Ya, tawuran dan perang, sobat. Keduanya merupakan kekerasan. Jika peperangan merupakan perintah negara, maka tawuran merupakan kerusuhan sosial yang kadang aksidental. Tapi kekerasan tetap kekerasan. Dan kekerasan itu dilakukan pula oleh Banten yang menyerang Lampung yang rakyatnya lebih suka menjual lada kepada pedagang asing ketimbang diserahkan kepada Banten sebagai pajak. Juga pada Mataram versus Trunujoyo keturunan Madura itu. Juga pada VOC. Juga pada Aceh yang menyerang Batak dan Nias. Juga antara suku-suku Batak sendiri. Pun terjadi di selat-selat Nusantara yang dipenuhi sarang perompak kelas teri hingga kelas kakap. “Dan kerajaan-kerajaan kafir di Jawa dulu pun gemar berperang,” ucap kiai guru ngaji ane suatu hari di masjid yang terletak di Jl. Jaccatra itu.

════

**Soal Latihan**
Ambil seluruh kutipan tentang tawuran dan perang di atas, lalu tuliskan kembali utuh tanpa mengubah kata atau tanda baca apa pun.

**Bagian Data**
════

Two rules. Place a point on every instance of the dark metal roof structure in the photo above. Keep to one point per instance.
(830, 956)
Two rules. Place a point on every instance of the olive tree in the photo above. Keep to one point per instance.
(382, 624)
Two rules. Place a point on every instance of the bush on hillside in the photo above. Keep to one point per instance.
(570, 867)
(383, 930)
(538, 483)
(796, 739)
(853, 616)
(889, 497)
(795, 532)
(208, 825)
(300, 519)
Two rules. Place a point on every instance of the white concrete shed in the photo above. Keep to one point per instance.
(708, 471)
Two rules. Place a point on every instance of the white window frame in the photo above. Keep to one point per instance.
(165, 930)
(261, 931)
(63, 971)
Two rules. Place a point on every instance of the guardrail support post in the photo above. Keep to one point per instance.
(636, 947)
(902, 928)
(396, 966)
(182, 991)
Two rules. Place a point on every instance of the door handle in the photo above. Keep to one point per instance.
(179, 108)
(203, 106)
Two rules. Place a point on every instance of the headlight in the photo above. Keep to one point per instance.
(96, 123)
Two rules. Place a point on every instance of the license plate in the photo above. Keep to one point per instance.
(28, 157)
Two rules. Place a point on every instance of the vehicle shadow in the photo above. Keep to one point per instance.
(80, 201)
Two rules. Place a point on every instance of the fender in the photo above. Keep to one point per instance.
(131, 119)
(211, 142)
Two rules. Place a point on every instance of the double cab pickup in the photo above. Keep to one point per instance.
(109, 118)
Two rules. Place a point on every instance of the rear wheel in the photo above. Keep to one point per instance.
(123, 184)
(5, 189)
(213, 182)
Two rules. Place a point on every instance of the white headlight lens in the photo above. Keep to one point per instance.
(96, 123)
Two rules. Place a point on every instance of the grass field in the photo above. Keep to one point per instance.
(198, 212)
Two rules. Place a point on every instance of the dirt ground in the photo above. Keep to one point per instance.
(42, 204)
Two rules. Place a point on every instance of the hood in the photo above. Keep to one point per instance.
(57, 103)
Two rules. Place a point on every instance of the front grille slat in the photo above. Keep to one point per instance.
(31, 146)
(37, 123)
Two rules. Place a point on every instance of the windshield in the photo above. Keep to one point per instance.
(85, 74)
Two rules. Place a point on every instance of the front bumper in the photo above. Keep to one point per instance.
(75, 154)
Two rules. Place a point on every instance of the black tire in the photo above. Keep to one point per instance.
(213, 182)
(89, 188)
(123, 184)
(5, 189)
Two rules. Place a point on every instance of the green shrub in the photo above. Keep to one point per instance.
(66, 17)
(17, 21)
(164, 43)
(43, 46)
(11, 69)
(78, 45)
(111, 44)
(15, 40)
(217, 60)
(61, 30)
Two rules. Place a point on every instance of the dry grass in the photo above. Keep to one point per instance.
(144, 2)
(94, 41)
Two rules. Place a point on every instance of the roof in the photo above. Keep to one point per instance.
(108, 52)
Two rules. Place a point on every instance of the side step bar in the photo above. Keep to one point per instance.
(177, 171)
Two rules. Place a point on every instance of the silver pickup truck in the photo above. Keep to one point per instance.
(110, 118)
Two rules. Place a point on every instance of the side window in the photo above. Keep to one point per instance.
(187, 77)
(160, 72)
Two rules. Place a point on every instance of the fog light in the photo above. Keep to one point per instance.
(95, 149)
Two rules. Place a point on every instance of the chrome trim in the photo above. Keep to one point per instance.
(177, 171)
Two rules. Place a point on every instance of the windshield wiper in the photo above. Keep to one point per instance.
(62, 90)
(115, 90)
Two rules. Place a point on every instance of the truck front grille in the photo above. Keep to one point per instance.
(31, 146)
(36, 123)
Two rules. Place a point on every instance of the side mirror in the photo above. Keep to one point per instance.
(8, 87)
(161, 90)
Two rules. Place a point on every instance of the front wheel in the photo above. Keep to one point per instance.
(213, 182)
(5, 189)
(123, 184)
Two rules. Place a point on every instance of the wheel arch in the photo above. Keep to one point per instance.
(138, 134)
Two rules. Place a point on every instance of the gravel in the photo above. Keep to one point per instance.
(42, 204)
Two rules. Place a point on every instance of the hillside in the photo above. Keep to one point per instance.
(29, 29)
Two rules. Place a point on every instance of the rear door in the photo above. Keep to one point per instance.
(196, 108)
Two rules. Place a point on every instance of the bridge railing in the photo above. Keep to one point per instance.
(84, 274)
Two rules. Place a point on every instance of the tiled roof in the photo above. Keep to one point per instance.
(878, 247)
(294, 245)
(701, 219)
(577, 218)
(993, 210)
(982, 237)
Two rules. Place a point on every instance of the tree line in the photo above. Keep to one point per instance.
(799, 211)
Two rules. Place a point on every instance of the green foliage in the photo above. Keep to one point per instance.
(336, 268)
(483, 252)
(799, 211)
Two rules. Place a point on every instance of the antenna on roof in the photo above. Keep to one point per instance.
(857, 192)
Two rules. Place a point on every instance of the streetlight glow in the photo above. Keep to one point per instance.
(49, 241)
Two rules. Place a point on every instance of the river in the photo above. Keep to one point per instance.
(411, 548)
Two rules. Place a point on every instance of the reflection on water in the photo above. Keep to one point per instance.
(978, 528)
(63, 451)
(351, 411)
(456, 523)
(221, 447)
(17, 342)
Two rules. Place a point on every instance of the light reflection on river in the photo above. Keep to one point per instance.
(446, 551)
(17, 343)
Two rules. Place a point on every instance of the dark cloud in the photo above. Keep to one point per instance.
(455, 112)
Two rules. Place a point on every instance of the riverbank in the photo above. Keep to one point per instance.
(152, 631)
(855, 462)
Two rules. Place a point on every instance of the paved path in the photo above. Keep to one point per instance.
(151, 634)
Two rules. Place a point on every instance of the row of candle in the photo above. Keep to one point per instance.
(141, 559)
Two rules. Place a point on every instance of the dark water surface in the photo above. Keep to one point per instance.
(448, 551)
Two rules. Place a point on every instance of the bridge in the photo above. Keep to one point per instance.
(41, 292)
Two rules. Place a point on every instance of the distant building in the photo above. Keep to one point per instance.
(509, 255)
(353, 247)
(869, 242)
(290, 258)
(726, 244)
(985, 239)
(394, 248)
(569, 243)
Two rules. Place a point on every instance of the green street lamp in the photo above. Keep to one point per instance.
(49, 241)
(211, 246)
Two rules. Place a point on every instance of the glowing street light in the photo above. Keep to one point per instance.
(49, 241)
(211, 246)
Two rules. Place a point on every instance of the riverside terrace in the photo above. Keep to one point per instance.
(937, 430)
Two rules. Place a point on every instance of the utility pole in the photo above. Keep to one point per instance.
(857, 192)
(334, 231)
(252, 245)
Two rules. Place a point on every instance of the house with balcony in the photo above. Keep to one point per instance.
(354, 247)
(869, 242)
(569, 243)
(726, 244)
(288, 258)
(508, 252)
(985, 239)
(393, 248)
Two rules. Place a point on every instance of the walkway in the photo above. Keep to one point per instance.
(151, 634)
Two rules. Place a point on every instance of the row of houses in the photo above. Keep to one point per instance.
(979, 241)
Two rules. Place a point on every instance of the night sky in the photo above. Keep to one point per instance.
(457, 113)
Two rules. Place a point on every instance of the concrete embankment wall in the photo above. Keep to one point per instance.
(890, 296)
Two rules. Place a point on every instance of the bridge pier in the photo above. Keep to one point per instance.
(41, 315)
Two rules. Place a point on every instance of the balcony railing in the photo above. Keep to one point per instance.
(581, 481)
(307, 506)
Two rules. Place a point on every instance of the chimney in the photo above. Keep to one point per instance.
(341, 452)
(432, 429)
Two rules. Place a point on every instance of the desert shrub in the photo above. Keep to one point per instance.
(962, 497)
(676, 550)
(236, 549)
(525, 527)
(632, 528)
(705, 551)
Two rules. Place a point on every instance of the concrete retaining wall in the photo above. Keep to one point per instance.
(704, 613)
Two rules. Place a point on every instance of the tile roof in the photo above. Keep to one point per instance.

════

**Latihan Selesai**
Ya, tawuran dan perang, sobat. Keduanya merupakan kekerasan. Jika peperangan merupakan perintah negara, maka tawuran merupakan kerusuhan sosial yang kadang aksidental. Tapi kekerasan tetap kekerasan. Dan kekerasan itu dilakukan pula oleh Banten yang menyerang Lampung yang rakyatnya lebih suka menjual lada kepada pedagang asing ketimbang diserahkan kepada Banten sebagai pajak. Juga pada Mataram versus Trunujoyo keturunan Madura itu. Juga pada VOC. Juga pada Aceh yang menyerang Batak dan Nias. Juga antara suku-suku Batak sendiri. Pun terjadi di selat-selat Nusantara yang dipenuhi sarang perompak kelas teri hingga kelas kakap. “Dan kerajaan-kerajaan kafir di Jawa dulu pun gemar berperang,” ucap kiai guru ngaji ane suatu hari di masjid yang terletak di Jl. Jaccatra itu.